Extracted data entries:
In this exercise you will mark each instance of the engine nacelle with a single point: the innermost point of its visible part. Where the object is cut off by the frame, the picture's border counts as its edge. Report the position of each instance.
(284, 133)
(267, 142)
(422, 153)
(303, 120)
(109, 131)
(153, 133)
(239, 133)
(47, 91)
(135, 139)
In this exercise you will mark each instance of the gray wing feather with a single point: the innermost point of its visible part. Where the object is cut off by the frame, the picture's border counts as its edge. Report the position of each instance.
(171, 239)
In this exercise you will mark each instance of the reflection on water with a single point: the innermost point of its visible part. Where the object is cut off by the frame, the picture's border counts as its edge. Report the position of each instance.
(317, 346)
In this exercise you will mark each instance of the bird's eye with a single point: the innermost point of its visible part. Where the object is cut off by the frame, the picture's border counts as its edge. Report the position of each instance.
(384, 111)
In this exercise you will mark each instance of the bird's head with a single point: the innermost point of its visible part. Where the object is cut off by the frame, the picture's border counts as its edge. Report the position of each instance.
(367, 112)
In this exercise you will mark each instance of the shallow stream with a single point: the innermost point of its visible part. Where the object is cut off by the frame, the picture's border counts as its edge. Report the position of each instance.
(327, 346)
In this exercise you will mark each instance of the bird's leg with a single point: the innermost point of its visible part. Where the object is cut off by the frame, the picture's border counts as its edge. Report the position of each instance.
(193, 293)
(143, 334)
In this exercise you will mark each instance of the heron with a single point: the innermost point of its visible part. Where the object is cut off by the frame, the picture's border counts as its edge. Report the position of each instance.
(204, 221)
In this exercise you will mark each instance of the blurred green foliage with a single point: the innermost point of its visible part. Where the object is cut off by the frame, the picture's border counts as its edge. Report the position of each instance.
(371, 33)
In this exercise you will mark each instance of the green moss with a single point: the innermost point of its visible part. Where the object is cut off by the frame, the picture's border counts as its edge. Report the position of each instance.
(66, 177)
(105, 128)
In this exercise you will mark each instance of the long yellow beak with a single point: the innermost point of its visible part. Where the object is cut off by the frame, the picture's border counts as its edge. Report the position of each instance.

§ WHAT THIS TASK INVOLVES:
Retype all of the records above without a single alteration.

§ TASK RESULT:
In this exercise you will mark each instance of the engine nacelle with a single point: the innermost point of its visible part. Where the object is cut off by the frame, the picture's border counts as its edge. Report the position of each instance.
(284, 133)
(267, 142)
(422, 153)
(303, 120)
(109, 131)
(153, 133)
(239, 133)
(47, 91)
(135, 139)
In this exercise you will mark each instance of the gray wing feather with a single point: the innermost point of its visible part. Where the object is cut off by the frame, the picture's border counts as its edge. Report the position of each instance.
(171, 239)
In this exercise you will mark each instance of the reflection on water with a single point: the innermost point of its visible part. Where the object is cut off by the frame, the picture's border counts as its edge. Report the position of each instance.
(317, 346)
In this exercise you will mark each instance of the bird's eye with a single point: the innermost point of its visible part. Where the object is cut off by the frame, the picture's border counts as its edge. Report the position of each instance.
(384, 111)
In this exercise you will mark each instance of the bird's head with a single point: the innermost point of its visible part. Where the object is cut off by the frame, the picture's border counts as its edge. Report the position of each instance.
(367, 112)
In this exercise you will mark each instance of the shallow stream with a single point: the innermost point of its visible part. Where the object is cut off by the frame, the picture's border counts as its edge. Report the position of each instance.
(327, 346)
In this exercise you will mark each instance of the bird's leg with a single point: the innermost point of its visible part. Where the object is cut off by the frame, the picture's border counts as its edge. Report the position of each instance.
(193, 293)
(143, 334)
In this exercise you will mark each instance of the heron with a single point: the innermost point of its visible part. Where the object is cut off by the frame, the picture's border counts as its edge. Report the position of each instance.
(204, 221)
In this exercise you will mark each instance of the blurred green foliage with a single point: the innermost point of its visible part. Where the object is cut off by the frame, the picture's border counts as its edge. Report the position of each instance.
(371, 33)
In this exercise you will mark each instance of the green moss with a single point: the innermost point of its visible part. Where the object is cut off by the frame, the picture's border counts as its edge. Report the position of each instance.
(66, 177)
(105, 128)
In this exercise you will mark each instance of the long yellow beak with a single point: the innermost point of its visible part. Where the object is cut off by the frame, the picture's border counts as its edge. Report the position of each instance.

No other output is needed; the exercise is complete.